O(log_T n) block reads

Insert:

find a leaf where the new key belongs
if leaf is full (2T-1 keys), split into two equal parts of size T-1 and insert median to the parent (recursively)
- new element is inserted to one of the new leaves
- we continue splitting ancestors until we find a node which is not full or until we reach the root. If root is full, we create a new root with 2 children (increasing the height of the tree)
O(log_T n) transfers

Sorting

external mergesort

I/O cost of ordinary mergesort implementation?
create sorted runs of size M using O(n/B) transfers
repeatedly merge M/B-1 runs into one in 1 pass, this uses O(n/B) disk reads and writes per pass
- read one block from each run, use one block for output
- when output block gets full, write it to disk
- when some input gets exhausted, read next block from the run (if any)
log_{M/B-1} (n/M) passes

Summary

B-trees can do search tree operations (insert, delete, search/predecessor) in Theta(log_{B+1} n) = Theta(log n / log (B+1)) memory transfers
- number of transfers compared to usual search tree running time: factor of 1/log B
search optimal in comparison model
- proof outline through information theory
- goal of the search is to tell us between which two elements is query located
- there are Theta(n) possible answers, thus Theta(log n) bits of information
- in normal comparison model one comparison of query to an elements of the set gives us at most 1 bit of information
- in I/O model reading a block of B elements and comparing query to them gives us in the best case its position within these B elements, i.e. Theta(log B) bits
- to get Theta(log n) bits of information for the answer, we need Theta(log n/log B) block reads
- this can be transformed to a more formal and precise proof
sorting O((n/B) log_{M/B} (n/M)) memory transfers
- number of memory transfers compared to usual sorting running time: factor of more than 1/B
- also much better than sorting using B-trees, which would take O(N * log_B n)

Cache oblivious model

Introduction

in the I/O model the algorithm explicitly requests block transfers, knows B, controls memory allocation
in the cache oblivious model algorithm does not know B or M, memory operates as a cache
M/B slots, each holding one block from disk
algorithm requests reading a word from disk
- if the block containing this word in cache, no transfer
- replace one slot with block holding requested item, write original block if needed (1 or 2 transfers)

__Records shown__:

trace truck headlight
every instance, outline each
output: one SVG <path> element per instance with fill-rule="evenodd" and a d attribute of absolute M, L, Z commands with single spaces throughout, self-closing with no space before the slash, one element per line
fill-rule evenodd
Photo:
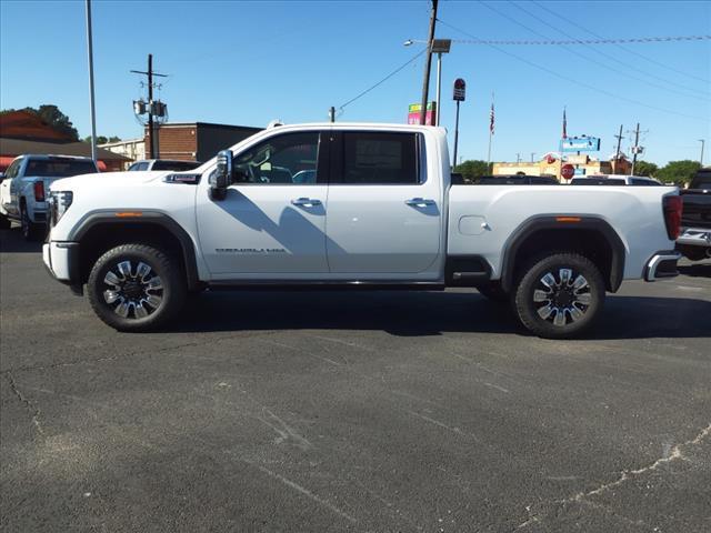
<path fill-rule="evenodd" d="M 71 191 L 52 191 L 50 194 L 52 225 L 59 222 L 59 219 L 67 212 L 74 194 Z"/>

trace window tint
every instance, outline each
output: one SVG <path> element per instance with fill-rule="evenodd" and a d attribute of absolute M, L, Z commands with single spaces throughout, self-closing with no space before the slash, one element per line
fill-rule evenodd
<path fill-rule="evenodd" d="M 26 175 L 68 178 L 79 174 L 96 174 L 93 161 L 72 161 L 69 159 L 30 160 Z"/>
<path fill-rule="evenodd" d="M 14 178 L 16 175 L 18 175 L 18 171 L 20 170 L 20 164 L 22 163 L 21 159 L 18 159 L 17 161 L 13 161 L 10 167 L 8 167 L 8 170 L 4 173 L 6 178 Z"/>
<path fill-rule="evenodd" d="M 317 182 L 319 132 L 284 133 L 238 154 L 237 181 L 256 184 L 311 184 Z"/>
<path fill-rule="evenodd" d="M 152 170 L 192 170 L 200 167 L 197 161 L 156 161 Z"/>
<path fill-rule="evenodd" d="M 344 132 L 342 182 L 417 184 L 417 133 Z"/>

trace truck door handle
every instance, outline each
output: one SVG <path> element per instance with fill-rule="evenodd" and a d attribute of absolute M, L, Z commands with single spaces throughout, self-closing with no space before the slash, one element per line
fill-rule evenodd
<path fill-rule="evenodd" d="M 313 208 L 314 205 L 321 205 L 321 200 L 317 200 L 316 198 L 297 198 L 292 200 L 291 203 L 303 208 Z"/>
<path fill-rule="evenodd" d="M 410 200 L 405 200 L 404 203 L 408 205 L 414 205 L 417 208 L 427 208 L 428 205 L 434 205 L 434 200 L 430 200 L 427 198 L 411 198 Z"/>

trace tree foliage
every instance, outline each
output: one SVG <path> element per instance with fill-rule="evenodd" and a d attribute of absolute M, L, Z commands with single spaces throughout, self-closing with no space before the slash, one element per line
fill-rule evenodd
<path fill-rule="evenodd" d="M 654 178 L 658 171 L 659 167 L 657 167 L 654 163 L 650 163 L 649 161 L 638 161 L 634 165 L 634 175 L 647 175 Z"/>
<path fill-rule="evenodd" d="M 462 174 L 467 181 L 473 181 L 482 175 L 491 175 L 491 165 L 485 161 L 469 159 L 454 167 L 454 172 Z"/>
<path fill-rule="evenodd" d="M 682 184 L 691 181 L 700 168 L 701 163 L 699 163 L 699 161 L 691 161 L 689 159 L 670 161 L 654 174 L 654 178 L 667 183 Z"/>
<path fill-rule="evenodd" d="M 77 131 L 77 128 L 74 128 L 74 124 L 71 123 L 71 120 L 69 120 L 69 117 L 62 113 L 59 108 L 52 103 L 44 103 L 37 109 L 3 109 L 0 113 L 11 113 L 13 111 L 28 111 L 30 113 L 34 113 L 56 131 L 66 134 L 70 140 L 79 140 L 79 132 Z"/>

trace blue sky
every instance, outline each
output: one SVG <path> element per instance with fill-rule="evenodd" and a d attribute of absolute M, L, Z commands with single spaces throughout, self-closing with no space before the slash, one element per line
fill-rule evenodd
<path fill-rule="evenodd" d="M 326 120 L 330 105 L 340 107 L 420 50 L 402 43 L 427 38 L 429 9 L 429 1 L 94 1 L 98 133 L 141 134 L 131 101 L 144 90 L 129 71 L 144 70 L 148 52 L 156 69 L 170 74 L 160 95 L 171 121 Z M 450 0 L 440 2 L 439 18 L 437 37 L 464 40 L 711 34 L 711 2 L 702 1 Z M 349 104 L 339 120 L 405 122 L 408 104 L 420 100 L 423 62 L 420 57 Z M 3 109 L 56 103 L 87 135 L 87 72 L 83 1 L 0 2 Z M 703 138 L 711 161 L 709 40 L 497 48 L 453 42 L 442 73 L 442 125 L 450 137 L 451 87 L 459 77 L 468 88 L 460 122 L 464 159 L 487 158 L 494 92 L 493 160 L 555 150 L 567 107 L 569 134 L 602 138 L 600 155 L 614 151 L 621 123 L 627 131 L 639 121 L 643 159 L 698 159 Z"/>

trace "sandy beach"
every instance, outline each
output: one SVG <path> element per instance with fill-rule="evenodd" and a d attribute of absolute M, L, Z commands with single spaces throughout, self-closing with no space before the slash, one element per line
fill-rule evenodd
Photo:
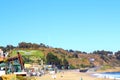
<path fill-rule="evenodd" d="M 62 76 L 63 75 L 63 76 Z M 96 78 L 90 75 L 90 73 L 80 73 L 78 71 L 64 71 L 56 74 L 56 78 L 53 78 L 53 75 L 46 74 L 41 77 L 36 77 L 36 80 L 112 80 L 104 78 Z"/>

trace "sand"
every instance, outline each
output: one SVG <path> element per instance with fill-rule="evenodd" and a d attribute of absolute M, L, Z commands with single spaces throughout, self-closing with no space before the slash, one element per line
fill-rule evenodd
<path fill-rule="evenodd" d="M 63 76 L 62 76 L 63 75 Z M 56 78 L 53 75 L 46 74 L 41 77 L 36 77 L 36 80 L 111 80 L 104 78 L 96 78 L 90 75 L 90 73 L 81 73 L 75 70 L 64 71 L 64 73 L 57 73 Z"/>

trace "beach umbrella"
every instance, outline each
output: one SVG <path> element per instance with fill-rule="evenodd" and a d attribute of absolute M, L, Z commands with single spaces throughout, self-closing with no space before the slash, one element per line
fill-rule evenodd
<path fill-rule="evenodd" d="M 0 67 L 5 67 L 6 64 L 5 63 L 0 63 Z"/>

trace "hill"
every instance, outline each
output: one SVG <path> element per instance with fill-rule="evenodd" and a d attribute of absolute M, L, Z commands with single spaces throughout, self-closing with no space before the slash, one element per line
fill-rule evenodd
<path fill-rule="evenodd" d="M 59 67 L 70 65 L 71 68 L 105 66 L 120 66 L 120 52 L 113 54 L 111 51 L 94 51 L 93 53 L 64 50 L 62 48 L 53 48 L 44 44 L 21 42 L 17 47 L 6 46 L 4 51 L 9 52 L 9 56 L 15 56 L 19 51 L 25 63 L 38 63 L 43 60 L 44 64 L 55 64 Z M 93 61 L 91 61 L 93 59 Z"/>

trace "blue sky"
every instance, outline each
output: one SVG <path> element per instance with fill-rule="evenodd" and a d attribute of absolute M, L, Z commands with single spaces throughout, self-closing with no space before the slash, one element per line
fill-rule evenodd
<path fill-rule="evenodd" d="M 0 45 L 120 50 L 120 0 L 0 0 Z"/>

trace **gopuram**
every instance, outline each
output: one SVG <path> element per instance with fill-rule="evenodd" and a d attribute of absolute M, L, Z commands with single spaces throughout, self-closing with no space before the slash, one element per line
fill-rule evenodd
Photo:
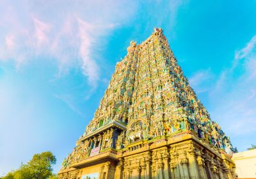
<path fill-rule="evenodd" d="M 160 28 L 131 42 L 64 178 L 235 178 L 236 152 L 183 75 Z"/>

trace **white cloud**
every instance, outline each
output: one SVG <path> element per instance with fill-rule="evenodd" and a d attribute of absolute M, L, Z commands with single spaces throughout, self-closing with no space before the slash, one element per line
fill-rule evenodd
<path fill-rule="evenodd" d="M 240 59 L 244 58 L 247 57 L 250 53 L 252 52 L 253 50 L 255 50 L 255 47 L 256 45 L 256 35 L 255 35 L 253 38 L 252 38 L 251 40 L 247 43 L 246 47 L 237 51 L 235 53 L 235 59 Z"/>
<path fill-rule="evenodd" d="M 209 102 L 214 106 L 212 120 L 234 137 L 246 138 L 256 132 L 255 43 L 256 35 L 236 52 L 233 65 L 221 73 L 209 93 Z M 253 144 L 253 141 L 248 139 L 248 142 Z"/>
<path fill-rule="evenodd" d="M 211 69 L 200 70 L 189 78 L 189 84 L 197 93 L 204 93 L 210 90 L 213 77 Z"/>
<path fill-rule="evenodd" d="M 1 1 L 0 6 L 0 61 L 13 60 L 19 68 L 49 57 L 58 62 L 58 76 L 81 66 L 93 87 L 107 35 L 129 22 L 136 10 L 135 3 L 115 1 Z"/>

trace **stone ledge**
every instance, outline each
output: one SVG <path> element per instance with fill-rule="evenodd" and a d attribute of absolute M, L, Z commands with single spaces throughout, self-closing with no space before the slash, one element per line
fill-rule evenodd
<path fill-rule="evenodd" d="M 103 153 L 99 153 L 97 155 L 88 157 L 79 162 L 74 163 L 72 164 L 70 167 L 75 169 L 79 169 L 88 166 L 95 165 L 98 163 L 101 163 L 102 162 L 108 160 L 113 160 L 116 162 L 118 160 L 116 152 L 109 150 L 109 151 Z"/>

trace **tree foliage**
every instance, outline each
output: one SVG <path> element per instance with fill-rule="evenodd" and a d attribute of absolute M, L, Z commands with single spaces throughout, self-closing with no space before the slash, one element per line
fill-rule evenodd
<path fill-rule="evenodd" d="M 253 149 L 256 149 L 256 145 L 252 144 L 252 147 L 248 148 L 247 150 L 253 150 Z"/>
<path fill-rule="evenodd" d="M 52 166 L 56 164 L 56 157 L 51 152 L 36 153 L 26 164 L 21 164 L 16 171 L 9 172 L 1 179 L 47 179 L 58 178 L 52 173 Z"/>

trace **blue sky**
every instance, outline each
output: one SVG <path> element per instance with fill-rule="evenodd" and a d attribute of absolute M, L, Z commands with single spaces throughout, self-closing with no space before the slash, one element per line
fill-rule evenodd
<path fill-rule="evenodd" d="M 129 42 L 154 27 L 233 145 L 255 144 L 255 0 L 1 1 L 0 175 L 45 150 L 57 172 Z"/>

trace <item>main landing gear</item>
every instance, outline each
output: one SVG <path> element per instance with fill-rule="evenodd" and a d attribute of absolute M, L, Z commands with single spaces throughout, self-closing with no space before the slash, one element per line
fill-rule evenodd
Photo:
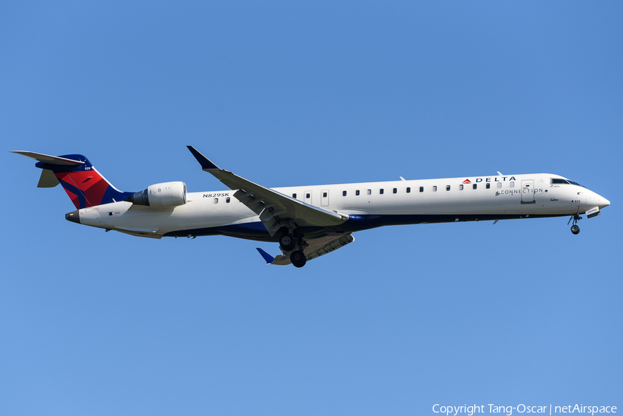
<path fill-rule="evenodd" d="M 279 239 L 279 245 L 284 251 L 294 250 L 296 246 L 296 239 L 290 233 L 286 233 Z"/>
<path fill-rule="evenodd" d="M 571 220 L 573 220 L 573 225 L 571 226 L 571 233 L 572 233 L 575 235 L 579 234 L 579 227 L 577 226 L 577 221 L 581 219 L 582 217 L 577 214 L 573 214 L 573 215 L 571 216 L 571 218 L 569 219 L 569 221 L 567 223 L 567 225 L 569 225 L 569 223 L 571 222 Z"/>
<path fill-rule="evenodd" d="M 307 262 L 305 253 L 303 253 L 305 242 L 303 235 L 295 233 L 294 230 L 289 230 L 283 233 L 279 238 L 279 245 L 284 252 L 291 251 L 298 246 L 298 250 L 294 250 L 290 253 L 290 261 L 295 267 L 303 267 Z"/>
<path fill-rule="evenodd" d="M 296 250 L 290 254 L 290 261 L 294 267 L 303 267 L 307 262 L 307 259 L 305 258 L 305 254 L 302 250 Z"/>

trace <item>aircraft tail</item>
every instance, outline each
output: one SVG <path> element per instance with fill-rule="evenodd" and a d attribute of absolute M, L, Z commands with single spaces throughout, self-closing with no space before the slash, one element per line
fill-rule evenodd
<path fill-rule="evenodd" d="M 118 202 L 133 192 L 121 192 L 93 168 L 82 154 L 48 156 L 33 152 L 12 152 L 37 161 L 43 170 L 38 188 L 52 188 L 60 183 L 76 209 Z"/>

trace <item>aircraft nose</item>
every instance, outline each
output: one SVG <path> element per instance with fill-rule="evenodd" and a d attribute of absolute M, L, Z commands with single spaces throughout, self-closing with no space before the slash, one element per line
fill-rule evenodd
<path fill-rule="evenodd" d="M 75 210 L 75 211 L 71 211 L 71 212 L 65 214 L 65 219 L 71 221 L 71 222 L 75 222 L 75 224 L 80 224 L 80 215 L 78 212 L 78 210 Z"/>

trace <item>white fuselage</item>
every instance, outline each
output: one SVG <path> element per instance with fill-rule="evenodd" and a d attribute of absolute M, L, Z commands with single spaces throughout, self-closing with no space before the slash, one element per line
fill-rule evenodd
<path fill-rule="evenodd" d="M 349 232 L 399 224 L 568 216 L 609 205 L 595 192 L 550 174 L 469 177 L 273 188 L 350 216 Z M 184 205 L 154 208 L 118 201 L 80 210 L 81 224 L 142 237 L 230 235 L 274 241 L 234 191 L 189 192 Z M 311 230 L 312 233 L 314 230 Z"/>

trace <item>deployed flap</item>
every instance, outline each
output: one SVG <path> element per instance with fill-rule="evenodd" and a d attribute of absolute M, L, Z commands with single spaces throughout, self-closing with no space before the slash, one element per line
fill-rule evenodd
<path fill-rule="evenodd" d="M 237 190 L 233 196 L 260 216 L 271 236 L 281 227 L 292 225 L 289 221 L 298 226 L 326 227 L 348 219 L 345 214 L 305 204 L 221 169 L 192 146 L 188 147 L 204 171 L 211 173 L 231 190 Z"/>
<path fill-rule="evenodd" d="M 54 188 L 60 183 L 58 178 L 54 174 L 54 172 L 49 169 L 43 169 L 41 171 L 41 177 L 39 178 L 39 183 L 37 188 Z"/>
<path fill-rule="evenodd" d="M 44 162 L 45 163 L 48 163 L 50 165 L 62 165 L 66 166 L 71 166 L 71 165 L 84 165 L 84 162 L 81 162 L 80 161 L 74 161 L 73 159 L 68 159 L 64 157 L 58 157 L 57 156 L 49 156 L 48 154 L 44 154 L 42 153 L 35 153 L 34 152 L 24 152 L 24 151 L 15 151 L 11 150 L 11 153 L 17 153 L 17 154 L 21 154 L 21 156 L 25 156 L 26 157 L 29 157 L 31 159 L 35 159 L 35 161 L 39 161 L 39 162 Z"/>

__Tasks to carry out__:
[a] Translate this sentence from the notes on B-trees and the cache oblivious model into Spanish: "in the cache oblivious model algorithm does not know B or M, memory operates as a cache"
[b] Proceed with the notes on B-trees and the cache oblivious model from their last line, keeping their short, point-by-point style.
The records are not needed for any of the work on this page.

__Answers provided__:
[a] En el modelo ajeno a la caché, el algoritmo no conoce B ni M, y la memoria funciona como una caché.

[b]
- which one to replace: classical on-line problem of paging

Paging

cache has size k = M/B slots, each holds one page (above called block)
sequence of page requests, if the requested page not in memory not in memory, bring it in and remove some other page (page fault)
- goal is to minimize the number of page faults
optimal offline algorithm (knows the whole sequence of page requests)
- At a page fault remove the page that will not be used for the longest time
example of an on-line algoritm: FIFO:
- at a page fault remove page which is in the memory longest time
- uses at most k times as many page faults as the optimal algorithm (k-competitive)
- no deterministic alg. can be better than k-competitive
- it is conservative: in a segment of requests containing at most k distinct pages it does at most k page faults
  - proof by induction on segment length, hypothesis: each element which was inserted within segment is never removed within segment
- every conservative alg. is k-competitive
Compare a conservative paging alg. (e.g. FIFO) on memory with k blocks to optimum offline alg. on a smaller memory of size h - competitive ratio k/(k-h)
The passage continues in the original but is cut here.